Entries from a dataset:
##############################

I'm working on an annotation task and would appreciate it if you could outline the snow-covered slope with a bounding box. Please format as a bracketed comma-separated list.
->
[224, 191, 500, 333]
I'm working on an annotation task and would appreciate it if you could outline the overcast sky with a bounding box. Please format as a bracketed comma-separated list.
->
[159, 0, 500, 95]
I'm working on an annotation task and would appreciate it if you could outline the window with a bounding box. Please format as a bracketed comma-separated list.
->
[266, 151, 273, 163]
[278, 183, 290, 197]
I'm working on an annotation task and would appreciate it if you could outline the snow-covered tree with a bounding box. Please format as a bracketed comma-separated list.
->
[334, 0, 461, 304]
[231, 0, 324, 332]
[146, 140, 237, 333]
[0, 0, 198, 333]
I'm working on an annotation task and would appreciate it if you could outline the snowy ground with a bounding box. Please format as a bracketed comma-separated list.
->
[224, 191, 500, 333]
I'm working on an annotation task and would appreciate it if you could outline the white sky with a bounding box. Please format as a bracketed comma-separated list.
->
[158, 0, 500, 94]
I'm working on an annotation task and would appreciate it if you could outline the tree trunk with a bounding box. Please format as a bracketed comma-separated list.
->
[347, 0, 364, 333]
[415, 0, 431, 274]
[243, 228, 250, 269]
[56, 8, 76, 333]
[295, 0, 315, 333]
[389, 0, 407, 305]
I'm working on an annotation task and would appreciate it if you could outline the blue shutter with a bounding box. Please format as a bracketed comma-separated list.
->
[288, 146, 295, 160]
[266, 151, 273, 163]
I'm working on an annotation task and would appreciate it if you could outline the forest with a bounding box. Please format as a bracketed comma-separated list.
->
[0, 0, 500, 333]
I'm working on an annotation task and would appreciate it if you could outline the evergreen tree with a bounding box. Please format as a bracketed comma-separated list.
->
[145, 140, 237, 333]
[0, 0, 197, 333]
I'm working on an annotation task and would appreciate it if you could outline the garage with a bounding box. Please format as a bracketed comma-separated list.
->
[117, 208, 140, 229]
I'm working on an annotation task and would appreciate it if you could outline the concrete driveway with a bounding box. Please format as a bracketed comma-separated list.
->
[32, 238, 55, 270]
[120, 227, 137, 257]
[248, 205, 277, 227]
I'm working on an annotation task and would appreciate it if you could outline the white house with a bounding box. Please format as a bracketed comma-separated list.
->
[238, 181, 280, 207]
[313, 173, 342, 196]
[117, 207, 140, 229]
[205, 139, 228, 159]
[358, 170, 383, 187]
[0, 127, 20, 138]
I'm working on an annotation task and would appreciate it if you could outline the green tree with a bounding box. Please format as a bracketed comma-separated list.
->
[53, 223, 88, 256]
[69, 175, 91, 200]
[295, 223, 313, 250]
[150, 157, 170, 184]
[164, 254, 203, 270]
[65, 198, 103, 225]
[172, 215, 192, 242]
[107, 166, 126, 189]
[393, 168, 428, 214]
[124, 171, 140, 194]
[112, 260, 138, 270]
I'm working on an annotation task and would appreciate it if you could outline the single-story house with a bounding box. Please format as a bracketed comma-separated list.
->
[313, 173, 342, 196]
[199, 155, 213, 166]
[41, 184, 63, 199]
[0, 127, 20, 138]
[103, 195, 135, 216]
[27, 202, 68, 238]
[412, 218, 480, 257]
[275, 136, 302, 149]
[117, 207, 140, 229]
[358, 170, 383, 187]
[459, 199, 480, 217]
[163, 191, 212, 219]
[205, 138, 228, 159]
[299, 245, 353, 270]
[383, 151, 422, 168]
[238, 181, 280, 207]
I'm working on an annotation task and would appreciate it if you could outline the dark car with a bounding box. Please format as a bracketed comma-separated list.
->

##############################

## REQUIREMENTS
Output the items above again without changing a single character.

## SOLUTION TO THIS PROBLEM
I'm working on an annotation task and would appreciate it if you could outline the snow-covered slope with a bounding box. Please format as a bracketed comma-separated list.
->
[224, 191, 500, 333]
I'm working on an annotation task and would appreciate it if you could outline the overcast sky with a bounding box. Please format as a bracketed comma-separated list.
->
[159, 0, 500, 95]
I'm working on an annotation task and would appreciate it if you could outline the window with a bounding box. Please format as a bracketed comma-separated list.
->
[266, 151, 273, 163]
[278, 183, 290, 197]
I'm working on an annotation task and would appreciate it if you could outline the snow-covered tree with a bounding box. Please format as a bracketed comma-separated list.
->
[334, 0, 461, 304]
[231, 0, 324, 332]
[146, 140, 237, 333]
[0, 0, 198, 333]
I'm working on an annotation task and would appreciate it if you could outline the snowy ground with a bounding box. Please format as a bracketed comma-separated list.
->
[224, 191, 500, 333]
I'm working on an annotation task and would appreciate it if you could outline the white sky with a bounding box. Please format as a bracketed comma-separated list.
->
[158, 0, 500, 94]
I'm working on an annotation task and would appreciate it if you could outline the tree trunk with a bounding box. Please format as a bracketed comma-separated list.
->
[347, 0, 364, 333]
[415, 0, 431, 274]
[243, 228, 250, 269]
[56, 8, 76, 333]
[295, 0, 315, 333]
[389, 0, 407, 305]
I'm working on an annotation task and would appreciate it if you could outline the blue shutter with a bounding box. Please format as a bracketed comma-separated list.
->
[288, 146, 295, 160]
[266, 151, 273, 163]
I'm working on an annotation task and would appreciate it if you could outline the forest with a bounding box. Please format as a bracketed comma-separated list.
->
[0, 0, 500, 333]
I'm working on an annotation task and would appreciate it if you could outline the evergreen tree with a bounding box. Please format as a bracketed comma-separated list.
->
[145, 140, 237, 333]
[0, 0, 197, 333]
I'm working on an annotation task and would appreciate it if you could outline the garage with a bounding box. Please format as a bracketed comma-separated list.
->
[117, 208, 140, 229]
I'm working on an annotation task and would appreciate it if you could outline the concrete driveway with a bounding box. Please format as a bracketed comma-separated list.
->
[32, 238, 55, 270]
[120, 227, 137, 257]
[248, 205, 277, 227]
I'm working on an annotation task and would appreciate it if you could outline the white house with a bounding box. Please format as a bracketed comma-separated list.
->
[238, 181, 280, 207]
[313, 173, 342, 196]
[117, 207, 140, 229]
[205, 139, 228, 159]
[358, 170, 383, 187]
[0, 127, 20, 138]
I'm working on an annotation task and would appreciate it if you could outline the green tree with a bounding box. Please format as a bracketed comma-separated list.
->
[53, 223, 88, 256]
[69, 175, 91, 200]
[295, 223, 313, 250]
[150, 157, 170, 184]
[164, 254, 203, 270]
[65, 198, 103, 225]
[172, 215, 192, 242]
[107, 166, 126, 189]
[393, 168, 428, 214]
[124, 171, 140, 194]
[112, 260, 138, 270]
I'm working on an annotation task and would appreciate it if you could outline the single-story house with a bounding box. Please format as a bracketed comma-separated list.
->
[313, 173, 342, 196]
[199, 155, 213, 166]
[41, 184, 63, 199]
[0, 127, 20, 138]
[103, 195, 135, 216]
[27, 202, 68, 238]
[412, 218, 480, 257]
[275, 136, 302, 149]
[117, 207, 140, 229]
[358, 170, 383, 187]
[459, 199, 480, 217]
[163, 191, 212, 219]
[205, 138, 228, 159]
[299, 245, 353, 270]
[383, 151, 422, 168]
[238, 181, 280, 207]
I'm working on an annotation task and would appreciate it if you could outline the dark car with a bounding box. Please format as a bracketed comma-separated list.
->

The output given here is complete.